## PROBLEM:
Tally the lines of the records below that contain the string "left", matching case exactly, and reply with that number alone.

________________________

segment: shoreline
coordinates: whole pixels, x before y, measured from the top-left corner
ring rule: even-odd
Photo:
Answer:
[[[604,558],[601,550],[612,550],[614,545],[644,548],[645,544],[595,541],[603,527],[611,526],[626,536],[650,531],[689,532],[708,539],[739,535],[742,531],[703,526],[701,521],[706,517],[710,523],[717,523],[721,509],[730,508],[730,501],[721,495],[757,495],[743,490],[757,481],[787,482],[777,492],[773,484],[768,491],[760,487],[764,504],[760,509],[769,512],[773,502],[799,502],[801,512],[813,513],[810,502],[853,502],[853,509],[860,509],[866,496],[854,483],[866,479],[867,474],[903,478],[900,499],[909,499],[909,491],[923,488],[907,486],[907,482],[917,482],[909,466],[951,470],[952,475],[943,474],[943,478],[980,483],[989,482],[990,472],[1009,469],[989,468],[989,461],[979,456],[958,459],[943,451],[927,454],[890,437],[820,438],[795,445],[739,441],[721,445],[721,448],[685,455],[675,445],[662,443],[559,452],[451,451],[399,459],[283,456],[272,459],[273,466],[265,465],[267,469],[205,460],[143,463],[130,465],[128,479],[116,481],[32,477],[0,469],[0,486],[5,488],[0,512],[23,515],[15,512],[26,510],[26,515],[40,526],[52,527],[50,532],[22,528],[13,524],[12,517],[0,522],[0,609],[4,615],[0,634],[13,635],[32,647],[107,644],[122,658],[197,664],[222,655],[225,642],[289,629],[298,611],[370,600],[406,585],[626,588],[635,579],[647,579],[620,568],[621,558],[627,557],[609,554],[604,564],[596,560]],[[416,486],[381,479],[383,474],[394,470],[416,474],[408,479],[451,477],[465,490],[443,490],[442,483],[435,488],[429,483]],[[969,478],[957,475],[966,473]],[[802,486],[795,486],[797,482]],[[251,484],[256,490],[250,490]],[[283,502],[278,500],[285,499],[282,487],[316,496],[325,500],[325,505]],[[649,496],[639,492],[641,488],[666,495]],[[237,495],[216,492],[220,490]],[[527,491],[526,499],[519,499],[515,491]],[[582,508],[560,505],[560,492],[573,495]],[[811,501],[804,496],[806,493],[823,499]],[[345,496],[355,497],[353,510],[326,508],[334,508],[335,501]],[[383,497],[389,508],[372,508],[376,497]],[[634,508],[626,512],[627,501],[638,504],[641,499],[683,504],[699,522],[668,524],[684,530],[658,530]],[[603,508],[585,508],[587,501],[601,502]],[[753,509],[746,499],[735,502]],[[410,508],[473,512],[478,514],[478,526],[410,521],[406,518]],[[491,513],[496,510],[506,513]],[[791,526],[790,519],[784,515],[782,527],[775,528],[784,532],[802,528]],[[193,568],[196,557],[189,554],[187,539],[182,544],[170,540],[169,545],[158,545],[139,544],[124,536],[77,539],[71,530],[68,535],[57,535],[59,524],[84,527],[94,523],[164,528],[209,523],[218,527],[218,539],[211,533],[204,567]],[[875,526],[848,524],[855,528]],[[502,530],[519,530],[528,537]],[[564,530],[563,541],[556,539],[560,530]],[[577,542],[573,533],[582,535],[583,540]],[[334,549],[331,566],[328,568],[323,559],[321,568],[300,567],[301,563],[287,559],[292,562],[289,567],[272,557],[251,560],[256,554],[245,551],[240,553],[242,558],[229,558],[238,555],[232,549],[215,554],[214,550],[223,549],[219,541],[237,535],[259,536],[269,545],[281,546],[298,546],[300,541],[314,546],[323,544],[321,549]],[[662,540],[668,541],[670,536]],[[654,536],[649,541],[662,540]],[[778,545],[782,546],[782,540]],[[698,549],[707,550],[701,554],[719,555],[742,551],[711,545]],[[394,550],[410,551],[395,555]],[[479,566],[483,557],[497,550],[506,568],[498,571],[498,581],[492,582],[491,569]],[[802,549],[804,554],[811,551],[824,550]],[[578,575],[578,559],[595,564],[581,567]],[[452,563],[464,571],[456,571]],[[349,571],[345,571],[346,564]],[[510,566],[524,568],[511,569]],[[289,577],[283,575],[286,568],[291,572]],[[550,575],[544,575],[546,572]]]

________________________

## THE REPLY:
1